◆ Work request:
Could you repeat every record exactly as it appears?

◆ Items listed in a dataset:
------------------------------------------------------------------------

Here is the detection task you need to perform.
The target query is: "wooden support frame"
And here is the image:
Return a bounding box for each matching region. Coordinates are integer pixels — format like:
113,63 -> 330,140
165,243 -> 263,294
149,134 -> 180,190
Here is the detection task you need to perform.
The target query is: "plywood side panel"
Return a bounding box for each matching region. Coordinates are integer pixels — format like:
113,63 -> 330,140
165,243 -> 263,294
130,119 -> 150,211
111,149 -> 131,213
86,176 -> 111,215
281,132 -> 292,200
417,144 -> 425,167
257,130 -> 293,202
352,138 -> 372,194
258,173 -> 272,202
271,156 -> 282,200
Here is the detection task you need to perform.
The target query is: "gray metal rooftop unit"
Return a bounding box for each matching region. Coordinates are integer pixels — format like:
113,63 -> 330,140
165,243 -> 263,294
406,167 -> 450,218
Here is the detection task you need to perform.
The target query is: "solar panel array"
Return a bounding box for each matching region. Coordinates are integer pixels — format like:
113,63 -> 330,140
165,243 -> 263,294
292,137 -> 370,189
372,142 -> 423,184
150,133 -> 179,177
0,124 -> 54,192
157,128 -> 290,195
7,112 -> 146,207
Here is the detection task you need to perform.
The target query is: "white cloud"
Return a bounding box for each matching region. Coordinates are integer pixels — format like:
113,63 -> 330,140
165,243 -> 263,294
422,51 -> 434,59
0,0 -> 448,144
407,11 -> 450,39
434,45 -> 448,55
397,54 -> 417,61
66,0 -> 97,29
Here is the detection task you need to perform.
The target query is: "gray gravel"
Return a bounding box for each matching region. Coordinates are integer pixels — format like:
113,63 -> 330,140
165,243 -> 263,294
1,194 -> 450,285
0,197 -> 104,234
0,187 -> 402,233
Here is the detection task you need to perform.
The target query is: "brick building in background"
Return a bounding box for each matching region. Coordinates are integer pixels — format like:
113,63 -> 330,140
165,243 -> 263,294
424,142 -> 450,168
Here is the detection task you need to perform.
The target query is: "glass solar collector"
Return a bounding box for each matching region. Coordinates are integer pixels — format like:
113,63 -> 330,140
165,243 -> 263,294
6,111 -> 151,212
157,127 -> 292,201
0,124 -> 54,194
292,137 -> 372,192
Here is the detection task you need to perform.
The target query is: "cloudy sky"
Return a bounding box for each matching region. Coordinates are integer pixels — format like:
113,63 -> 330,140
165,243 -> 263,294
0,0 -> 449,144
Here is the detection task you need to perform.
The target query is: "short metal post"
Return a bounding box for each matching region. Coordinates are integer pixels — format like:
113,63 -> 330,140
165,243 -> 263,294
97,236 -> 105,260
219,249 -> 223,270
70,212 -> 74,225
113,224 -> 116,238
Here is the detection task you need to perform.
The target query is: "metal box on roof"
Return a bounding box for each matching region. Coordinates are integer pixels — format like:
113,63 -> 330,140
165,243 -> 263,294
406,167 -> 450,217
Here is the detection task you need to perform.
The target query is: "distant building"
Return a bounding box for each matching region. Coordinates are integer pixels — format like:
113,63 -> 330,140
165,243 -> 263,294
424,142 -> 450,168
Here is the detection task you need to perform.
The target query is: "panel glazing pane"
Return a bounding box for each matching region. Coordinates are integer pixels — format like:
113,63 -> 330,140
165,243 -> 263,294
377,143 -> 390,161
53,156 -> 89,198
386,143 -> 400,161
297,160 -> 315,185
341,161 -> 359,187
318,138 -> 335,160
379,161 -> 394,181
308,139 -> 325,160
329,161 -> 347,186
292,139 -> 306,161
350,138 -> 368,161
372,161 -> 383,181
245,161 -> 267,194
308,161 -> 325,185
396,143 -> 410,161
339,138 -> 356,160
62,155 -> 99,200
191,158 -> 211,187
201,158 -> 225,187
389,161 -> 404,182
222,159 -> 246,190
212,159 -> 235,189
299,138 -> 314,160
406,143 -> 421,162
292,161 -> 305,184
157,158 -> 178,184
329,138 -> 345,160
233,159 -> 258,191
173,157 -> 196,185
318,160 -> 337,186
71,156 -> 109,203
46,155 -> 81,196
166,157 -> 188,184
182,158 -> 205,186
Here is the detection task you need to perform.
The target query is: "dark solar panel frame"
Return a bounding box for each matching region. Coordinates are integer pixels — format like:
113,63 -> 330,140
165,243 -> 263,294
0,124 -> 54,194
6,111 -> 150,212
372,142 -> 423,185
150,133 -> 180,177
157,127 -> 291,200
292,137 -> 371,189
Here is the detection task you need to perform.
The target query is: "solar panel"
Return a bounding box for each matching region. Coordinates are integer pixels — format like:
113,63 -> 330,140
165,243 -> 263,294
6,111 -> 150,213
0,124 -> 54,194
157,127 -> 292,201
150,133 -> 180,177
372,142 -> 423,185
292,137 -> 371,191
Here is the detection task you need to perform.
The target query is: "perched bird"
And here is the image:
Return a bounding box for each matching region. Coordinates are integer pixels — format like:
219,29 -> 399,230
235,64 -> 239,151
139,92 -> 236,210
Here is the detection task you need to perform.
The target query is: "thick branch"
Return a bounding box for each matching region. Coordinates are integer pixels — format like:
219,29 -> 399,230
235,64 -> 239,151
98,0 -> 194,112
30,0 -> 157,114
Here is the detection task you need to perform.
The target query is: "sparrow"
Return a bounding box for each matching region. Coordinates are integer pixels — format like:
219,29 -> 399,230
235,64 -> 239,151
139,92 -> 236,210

------------------------------------------------------------------------

◆ Written response:
Here is the detection task you need to perform.
The target query is: "wooden support frame"
And here is the image:
Return a bounding box for each matching region. Coordinates are integer pixels — format like:
113,63 -> 330,140
165,243 -> 263,294
149,134 -> 180,190
Here is the detection task you need to perform.
The target query is: "plywood side panel"
Return a bounding box for each matching region. Coordinates are integer pixels — format like:
113,63 -> 330,140
165,243 -> 263,294
130,119 -> 150,211
111,149 -> 131,213
86,176 -> 111,215
281,132 -> 292,200
417,144 -> 425,167
257,130 -> 293,202
352,138 -> 372,194
258,173 -> 272,202
271,156 -> 282,200
Here is the detection task you need to perform.
The target query is: "gray metal rooftop unit"
Return a bounding box for each matching region. Coordinates are integer pixels — format like:
113,63 -> 330,140
165,243 -> 263,294
406,167 -> 450,218
Here is the detection task you need to perform.
The target query is: "solar panel array"
Return a bounding box for each matching region. Coordinates are integer pixels — format like:
113,63 -> 330,140
165,243 -> 263,294
292,137 -> 370,189
372,142 -> 423,184
150,133 -> 179,177
0,124 -> 54,192
157,128 -> 290,195
7,112 -> 146,207
Here is the detection task you need to perform.
The target query is: "white cloud"
Return a bounding box for each matching region. Coordinates are integer pixels — format like:
113,63 -> 330,140
165,243 -> 263,294
422,51 -> 434,59
0,0 -> 448,144
407,11 -> 450,39
434,45 -> 448,55
397,54 -> 417,61
66,0 -> 97,29
Here is the detection task you need to perform.
The target query is: "gray gravel"
Return a bounding box for each matching region. Coordinates are integer pixels — format like:
113,63 -> 330,140
165,243 -> 263,294
1,194 -> 450,285
0,197 -> 104,234
0,187 -> 402,233
Here is the detection task you need to perform.
The target query is: "brick building in background"
Return a bounding box for each matching region. Coordinates are integer pixels — format like:
113,63 -> 330,140
165,243 -> 263,294
424,142 -> 450,168
Here is the detection task you need to perform.
The target query is: "glass solar collector"
Return a bounding box for each matching region. Coordinates are integer pixels — format like:
113,63 -> 330,140
165,243 -> 263,294
6,111 -> 151,212
157,127 -> 292,201
0,124 -> 54,194
292,137 -> 372,192
Here is the detection task you need to perform.
The target query is: "cloudy sky"
Return a bounding box for each matching region. Coordinates are integer pixels — format like:
113,63 -> 330,140
165,243 -> 263,294
0,0 -> 449,144
Here is the detection task you need to perform.
The target query is: "short metal post"
Return a bounding box for each matching region. Coordinates are integer pixels — format like:
113,63 -> 330,140
165,243 -> 263,294
97,236 -> 105,260
219,249 -> 223,270
70,212 -> 74,225
113,224 -> 116,238
Here is the detection task you need to perform.
The target query is: "metal box on roof"
Return a bounding box for each matching region. Coordinates are integer pixels — format like:
113,63 -> 330,140
165,243 -> 263,294
406,167 -> 450,217
Here is the detection task you need to perform.
The target query is: "distant building"
Return a bounding box for each matching region. Coordinates are integer pixels — format like:
113,63 -> 330,140
165,243 -> 263,294
424,142 -> 450,168
Here is the detection task you need to perform.
The target query is: "panel glazing pane"
Return a bounding box for each matching region. Coordinates are integer pixels — format like:
113,63 -> 330,140
165,243 -> 263,294
377,143 -> 390,161
53,156 -> 89,198
386,143 -> 400,161
297,160 -> 315,185
341,161 -> 359,187
318,138 -> 335,160
379,161 -> 394,181
308,139 -> 325,160
329,161 -> 347,186
292,139 -> 306,161
350,138 -> 368,161
372,161 -> 383,181
245,161 -> 267,194
308,161 -> 325,185
396,143 -> 410,161
339,138 -> 356,160
62,155 -> 99,200
191,158 -> 211,187
201,158 -> 225,187
389,161 -> 404,182
222,159 -> 246,190
212,159 -> 235,189
299,138 -> 314,160
406,143 -> 421,162
292,161 -> 305,184
157,158 -> 178,184
329,138 -> 345,160
233,159 -> 258,191
173,157 -> 196,185
318,160 -> 337,186
71,156 -> 109,203
46,155 -> 81,196
166,157 -> 188,184
182,158 -> 205,186
Here is the detection task you need to perform.
The target query is: "dark solar panel frame"
Return a bounding box for each matching region. Coordinates are integer pixels — format like:
113,63 -> 330,140
165,243 -> 263,294
0,124 -> 54,194
6,111 -> 150,212
372,142 -> 423,185
150,133 -> 180,177
157,127 -> 291,200
292,137 -> 371,189
Here is the detection task you need to perform.
The target query is: "solar panel"
Return a bounding box for each matching region. Coordinates are integer pixels — format like:
113,63 -> 330,140
165,243 -> 263,294
6,111 -> 150,213
0,124 -> 54,194
157,127 -> 292,201
150,133 -> 180,177
372,142 -> 423,185
292,137 -> 371,191
Here is the detection task you need to perform.
The target query is: "perched bird"
And here is the image:
Return a bounding box for each matching region. Coordinates are integer pixels — format like:
219,29 -> 399,230
235,64 -> 239,151
139,92 -> 236,210
Here is the detection task you need to perform.
The target query is: "thick branch"
Return a bounding box for each matching region. Coordinates are integer pixels — format like:
219,29 -> 399,230
235,64 -> 239,151
98,0 -> 194,112
30,0 -> 157,114
Here is the detection task you need to perform.
The target query is: "sparrow"
Return a bounding box for each matching region. Coordinates are integer pixels — format like:
219,29 -> 399,230
235,64 -> 239,151
139,92 -> 236,210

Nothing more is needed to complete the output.